==== Exercise material ====

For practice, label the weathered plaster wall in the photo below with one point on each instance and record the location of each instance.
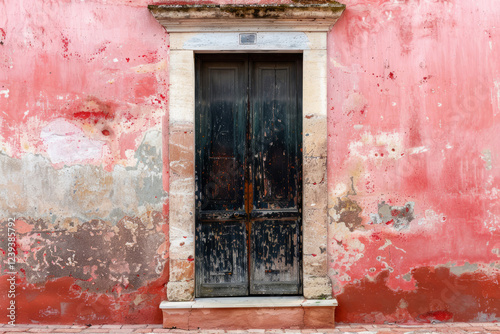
(83, 92)
(413, 164)
(414, 154)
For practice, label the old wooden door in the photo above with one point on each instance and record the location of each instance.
(248, 174)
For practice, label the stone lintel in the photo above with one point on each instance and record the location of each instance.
(289, 17)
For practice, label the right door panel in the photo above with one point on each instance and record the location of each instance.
(275, 151)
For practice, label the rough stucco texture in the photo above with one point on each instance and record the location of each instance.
(413, 161)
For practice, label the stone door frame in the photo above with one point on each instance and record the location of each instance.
(230, 28)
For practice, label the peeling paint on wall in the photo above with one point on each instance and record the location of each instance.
(413, 160)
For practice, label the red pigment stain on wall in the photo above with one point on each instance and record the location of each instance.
(62, 301)
(438, 296)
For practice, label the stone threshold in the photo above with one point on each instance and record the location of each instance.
(294, 312)
(249, 302)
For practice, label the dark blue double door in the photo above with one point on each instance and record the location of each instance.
(248, 174)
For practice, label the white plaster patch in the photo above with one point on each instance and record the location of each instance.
(265, 41)
(66, 143)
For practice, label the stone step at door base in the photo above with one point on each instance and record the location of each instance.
(293, 312)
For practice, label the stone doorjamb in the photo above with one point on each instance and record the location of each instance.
(250, 28)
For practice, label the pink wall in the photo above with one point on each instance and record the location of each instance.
(414, 99)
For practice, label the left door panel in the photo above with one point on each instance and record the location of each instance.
(221, 118)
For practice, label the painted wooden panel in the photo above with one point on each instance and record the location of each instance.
(248, 174)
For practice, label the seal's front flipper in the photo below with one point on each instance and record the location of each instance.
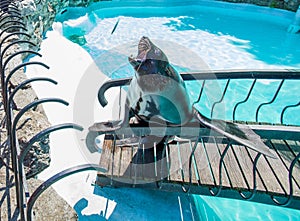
(108, 126)
(237, 132)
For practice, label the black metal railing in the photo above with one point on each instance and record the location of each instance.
(250, 77)
(267, 131)
(12, 25)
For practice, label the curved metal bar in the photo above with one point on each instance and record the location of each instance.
(14, 22)
(11, 73)
(20, 86)
(200, 93)
(15, 11)
(43, 133)
(290, 197)
(253, 192)
(220, 172)
(9, 16)
(190, 167)
(8, 5)
(285, 108)
(218, 102)
(18, 53)
(54, 179)
(11, 27)
(271, 101)
(40, 135)
(31, 105)
(13, 43)
(112, 83)
(245, 100)
(14, 33)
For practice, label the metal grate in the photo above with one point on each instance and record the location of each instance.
(211, 161)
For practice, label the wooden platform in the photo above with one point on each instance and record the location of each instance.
(217, 166)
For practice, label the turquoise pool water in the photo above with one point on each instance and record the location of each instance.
(212, 36)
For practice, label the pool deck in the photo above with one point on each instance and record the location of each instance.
(215, 169)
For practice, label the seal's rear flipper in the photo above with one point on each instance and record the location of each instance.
(240, 133)
(103, 127)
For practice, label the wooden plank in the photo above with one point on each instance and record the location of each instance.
(203, 166)
(184, 151)
(175, 167)
(233, 169)
(125, 163)
(116, 161)
(214, 157)
(246, 167)
(135, 165)
(105, 159)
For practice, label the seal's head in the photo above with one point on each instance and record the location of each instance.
(150, 59)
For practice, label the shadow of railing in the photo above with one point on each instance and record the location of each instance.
(269, 131)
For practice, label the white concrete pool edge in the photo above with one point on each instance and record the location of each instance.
(65, 152)
(66, 59)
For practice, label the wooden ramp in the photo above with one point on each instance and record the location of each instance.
(216, 167)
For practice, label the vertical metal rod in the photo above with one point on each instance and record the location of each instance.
(271, 101)
(253, 192)
(291, 190)
(285, 108)
(220, 171)
(221, 99)
(245, 100)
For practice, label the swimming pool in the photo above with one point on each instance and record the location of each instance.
(215, 52)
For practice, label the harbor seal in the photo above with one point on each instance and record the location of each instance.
(157, 94)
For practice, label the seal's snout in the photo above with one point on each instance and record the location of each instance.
(144, 45)
(134, 62)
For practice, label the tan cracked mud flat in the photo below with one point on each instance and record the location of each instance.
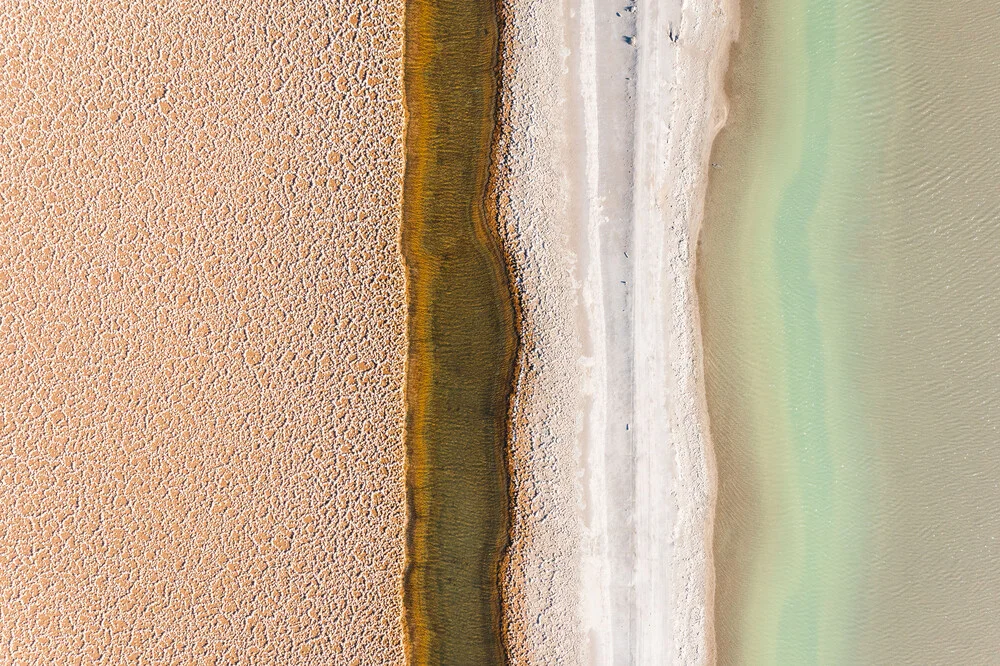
(201, 333)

====

About this exercise: Copy every line above exactly, leaving no picture in the copy.

Your response:
For practice, label the weathered plaster wall in the photo below with one point on each instance and record the location of each instance.
(83, 92)
(413, 164)
(414, 154)
For practice, label the old wooden door in the photo above with one point on each instance and record the location of each instance.
(248, 174)
For practice, label the stone lintel in the photo above with one point on each instance and record the location of each instance.
(289, 17)
For practice, label the right door panel in the photo above with one point on each instance and record the location of each instance.
(275, 151)
For practice, label the rough stucco texture in the photo above with one point on each instance and record the location of each instance.
(413, 161)
For practice, label the stone door frame in the photo above with one point on each instance and record the location of each instance.
(230, 28)
For practice, label the peeling paint on wall in the photo above with one point on each instance and record the location of each instance.
(413, 160)
For practice, label the red pigment stain on wall in the photo above with one point on each instance and record the location of each instance.
(62, 301)
(438, 296)
For practice, label the stone threshold in the photo above with one point on each instance and record the location of each instance.
(294, 312)
(249, 302)
For practice, label the dark blue double door in the photo above with one point on each instance and record the location of each instance.
(248, 174)
For practice, label the white plaster patch in the photo above with one point on each instance and record the location of each instance.
(265, 41)
(66, 143)
For practice, label the stone step at door base in the photo above with one point on each instance and record the location of each instance.
(293, 312)
For practice, label the stone doorjamb in the photo above with one point on each instance and record the location of each instance.
(250, 28)
For practice, label the pink wall in the photo above with one point on each instance and record the location of each instance.
(414, 99)
For practice, label the left door panel in the photo above with one point on each instance and record the location of each instance.
(221, 118)
For practice, label the painted wooden panel in the photo above with one point on each instance and record the location of each instance.
(248, 174)
For practice, label the seal's front flipper in the photo below with one point on each instance and record the location of each instance.
(108, 126)
(237, 132)
For practice, label the black metal railing in the photo above with one point on each instance and record the location of each instance.
(250, 77)
(267, 131)
(12, 25)
For practice, label the curved metal bar in the photo above with one point on each instance and record the location of each instance.
(14, 22)
(11, 73)
(20, 86)
(200, 93)
(15, 11)
(43, 133)
(290, 197)
(253, 192)
(220, 172)
(9, 16)
(190, 167)
(8, 5)
(285, 108)
(218, 102)
(18, 53)
(54, 179)
(11, 27)
(271, 101)
(40, 135)
(31, 105)
(13, 43)
(112, 83)
(245, 100)
(14, 33)
For practice, label the metal grate in the photo above with one point on each instance and record the location of each instance.
(211, 161)
For practice, label the wooden platform in the photo above with one point on each instance and record the location of each instance.
(217, 166)
For practice, label the turquoise pool water in the photo above with one point on each instance and record the location of each instance.
(212, 36)
For practice, label the pool deck in the photo above with one point on each instance and record the location of each instance.
(215, 169)
For practice, label the seal's rear flipper in the photo above with one point on each instance and record the location of each instance.
(240, 133)
(103, 127)
For practice, label the wooden plank in the photo above with one point on each instance and record the location of each instance.
(203, 166)
(184, 151)
(175, 167)
(233, 169)
(125, 163)
(116, 161)
(214, 157)
(246, 167)
(135, 165)
(105, 159)
For practice, label the seal's head in the photo above with one point on each instance and record the location of each instance.
(150, 59)
For practice, label the shadow of railing in the photo above with one point on each instance and record the location of each instance.
(269, 131)
For practice, label the white concrete pool edge in the photo above with one point on each instance and record the location of each instance.
(65, 152)
(66, 59)
For practice, label the wooden ramp in the photo above with one point on each instance and record the location of each instance.
(216, 167)
For practice, label the vertical metal rod in the photo above with one point on each instance and record the location of each instance.
(271, 101)
(253, 192)
(291, 190)
(285, 108)
(220, 171)
(221, 99)
(245, 100)
For practice, label the swimming pool in the photo above with one point on each instance and record the location of each instance.
(215, 52)
For practice, label the harbor seal in the photo above with one point on each instance and record the location of each instance.
(157, 94)
For practice, label the seal's snout in the photo above with one point on each instance and record the location of each instance.
(144, 45)
(134, 62)
For practice, label the tan cracked mud flat in the photo below with one point on each instance and record the location of each instance.
(201, 333)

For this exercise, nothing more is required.